» PROBLEM
Pictures aside, repeat all the entries below exactly as they appear.

Point-per-instance localization data:

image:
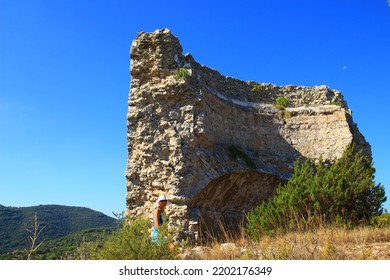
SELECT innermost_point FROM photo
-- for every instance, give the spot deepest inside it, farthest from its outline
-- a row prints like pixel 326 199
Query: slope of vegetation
pixel 56 221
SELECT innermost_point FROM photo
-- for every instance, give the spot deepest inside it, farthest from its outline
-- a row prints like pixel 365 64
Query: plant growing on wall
pixel 181 74
pixel 235 153
pixel 281 102
pixel 256 88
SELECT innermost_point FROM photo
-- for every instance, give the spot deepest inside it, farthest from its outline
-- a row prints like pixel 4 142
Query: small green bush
pixel 281 102
pixel 133 242
pixel 181 74
pixel 342 193
pixel 256 88
pixel 235 153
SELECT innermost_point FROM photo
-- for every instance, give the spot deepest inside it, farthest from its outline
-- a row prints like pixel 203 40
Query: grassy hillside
pixel 57 221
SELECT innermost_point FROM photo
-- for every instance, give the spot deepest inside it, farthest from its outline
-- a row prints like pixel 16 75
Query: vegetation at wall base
pixel 131 242
pixel 343 193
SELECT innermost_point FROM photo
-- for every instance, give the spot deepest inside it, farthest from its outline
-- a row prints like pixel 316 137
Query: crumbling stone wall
pixel 214 146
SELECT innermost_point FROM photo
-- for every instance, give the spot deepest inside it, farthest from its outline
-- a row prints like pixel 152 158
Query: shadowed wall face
pixel 222 205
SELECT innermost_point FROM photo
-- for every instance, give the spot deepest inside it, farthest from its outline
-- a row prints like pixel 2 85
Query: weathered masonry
pixel 218 146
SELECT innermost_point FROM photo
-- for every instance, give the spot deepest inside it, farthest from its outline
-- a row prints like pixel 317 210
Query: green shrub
pixel 344 192
pixel 281 102
pixel 235 153
pixel 133 242
pixel 181 74
pixel 381 221
pixel 256 88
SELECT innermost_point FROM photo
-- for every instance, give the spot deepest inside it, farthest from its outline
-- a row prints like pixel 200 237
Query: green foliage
pixel 235 153
pixel 181 74
pixel 281 102
pixel 66 247
pixel 256 88
pixel 344 192
pixel 133 242
pixel 381 221
pixel 57 220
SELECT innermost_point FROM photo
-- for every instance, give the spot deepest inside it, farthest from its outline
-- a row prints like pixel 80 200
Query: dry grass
pixel 335 243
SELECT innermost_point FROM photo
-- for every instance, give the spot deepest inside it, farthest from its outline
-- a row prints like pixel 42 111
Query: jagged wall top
pixel 159 54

» EXPECTED ANSWER
image:
SELECT innermost_point FROM photo
-- for every instance, give the spot deepest inside it, farthest from its outline
-- a row prints like pixel 326 199
Query: slope of vegetation
pixel 56 221
SELECT innermost_point FROM photo
-- for every instance, give the spot deepest inside it, farthest from its outline
-- a row prints like pixel 365 64
Query: plant growing on wall
pixel 181 74
pixel 235 153
pixel 281 102
pixel 256 88
SELECT innermost_point FROM photo
-- for every instance, give the spot deepest inside it, farthest from its outline
-- a row prints like pixel 4 142
Query: small green bush
pixel 281 102
pixel 133 242
pixel 181 74
pixel 342 193
pixel 256 88
pixel 235 153
SELECT innermost_point FROM photo
-- for every instance, give the spot deepest inside it, farthest from its outline
-- a row prints like pixel 203 40
Query: grassy hillside
pixel 57 221
SELECT innermost_point FROM photo
-- for every instance, give the spot deepest inside it, farthest from its outline
-- a row prints like pixel 16 75
Query: vegetation at wall base
pixel 131 242
pixel 343 193
SELECT innermost_point FROM photo
-- for every instance, give the spot deepest inside it, farthest from its outline
-- a row prints like pixel 316 137
Query: crumbling stone wall
pixel 214 146
SELECT innermost_point FROM photo
-- for every instance, give the spot deepest inside it, farthest from its outline
-- a row prints like pixel 152 158
Query: shadowed wall face
pixel 222 205
SELECT innermost_point FROM photo
-- for every instance, give the spot deepest inside it, farthest from its outline
-- a row prints like pixel 2 85
Query: weathered masonry
pixel 218 146
SELECT innermost_point FROM photo
-- for every instance, give the spot deepest inside it, farthest from its outline
-- a row prints like pixel 317 210
Query: green shrub
pixel 344 192
pixel 281 102
pixel 235 153
pixel 133 242
pixel 181 74
pixel 381 221
pixel 256 88
SELECT innermost_point FROM photo
-- for every instance, give the spot deepest inside it, farthest from its outline
-- a row prints like pixel 200 237
Query: green foliage
pixel 235 153
pixel 181 74
pixel 281 102
pixel 66 247
pixel 256 88
pixel 344 192
pixel 133 242
pixel 381 221
pixel 57 220
SELECT innermost_point FROM photo
-- for every instance, give the spot deepest inside it, farthest from its outline
-- a row prints like pixel 80 200
Query: dry grass
pixel 335 243
SELECT innermost_point FROM photo
-- for every instance, give the spot deepest inside it, farthest from its outline
-- a row prints like pixel 42 111
Query: jagged wall top
pixel 159 54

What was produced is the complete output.